### [Brief 1]
Do statements (a), (b) and (c) below agree with the forum thread? For each, answer yes or no and quote the thread's deciding words exactly.
(a) Paul48 says that face to face he would have added more expletives.
(b) JustinS has more member posts than Paul48.
(c) JustinS says tone is easy to read on message boards.
### [Brief 2]
Can you transcribe everything from "Welcome! Here are" down to "in your area." in the forum thread?
#### Supplied text
Welcome! Here are the website rules, as well as some tips for using this forum.
Need to contact us? Visit https://heatinghelp.com/contact-us/.
Click here to Find a Contractor in your area.

Adjusting TT Prestige Solo 110 CH Operation

13

Comments

  • Paul48
    Paul48 Member Posts: 4,469
    Sorry Justin,
    It wasn't meant to offend you. It's just my way. If we were standing face to face, I would have said the same thing, only with a few more expletives. I will occasionally laugh at others, in a given situation , having "been there, done that". More often, I laugh at myself for having "been there, done that", and, once again, did "er" wrong.
  • JustinS
    JustinS Member Posts: 259
    Paul48 said:

    Sorry Justin,
    It wasn't meant to offend you. It's just my way. If we were standing face to face, I would have said the same thing, only with a few more expletives. I will occasionally laugh at others, in a given situation , having "been there, done that". More often, I laugh at myself for having "been there, done that", and, once again, did "er" wrong.

    Fair enough :-) It's hard to read tone in emails and message boards...
########
#### Source information
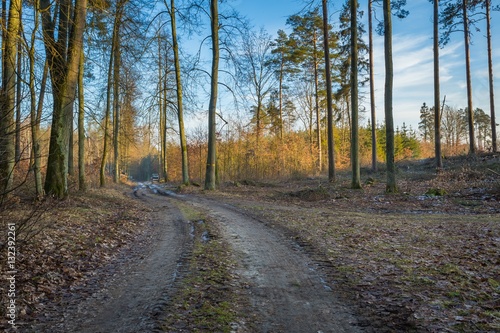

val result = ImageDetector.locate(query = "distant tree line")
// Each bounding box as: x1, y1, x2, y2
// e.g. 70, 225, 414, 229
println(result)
0, 0, 499, 204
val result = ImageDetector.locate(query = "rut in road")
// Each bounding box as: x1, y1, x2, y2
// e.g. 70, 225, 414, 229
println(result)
180, 197, 363, 333
34, 188, 192, 333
########
### [Written solution 1]
(a) Yes: "I would have said the same thing, only with a few more expletives."
(b) No: "Paul48 Member Posts: 4,469" and "JustinS Member Posts: 259"
(c) No: "It's hard to read tone in emails and message boards..."

### [Written solution 2]
Welcome! Here are the website rules, as well as some tips for using this forum.
Need to contact us? Visit https://heatinghelp.com/contact-us/.
Click here to Find a Contractor in your area.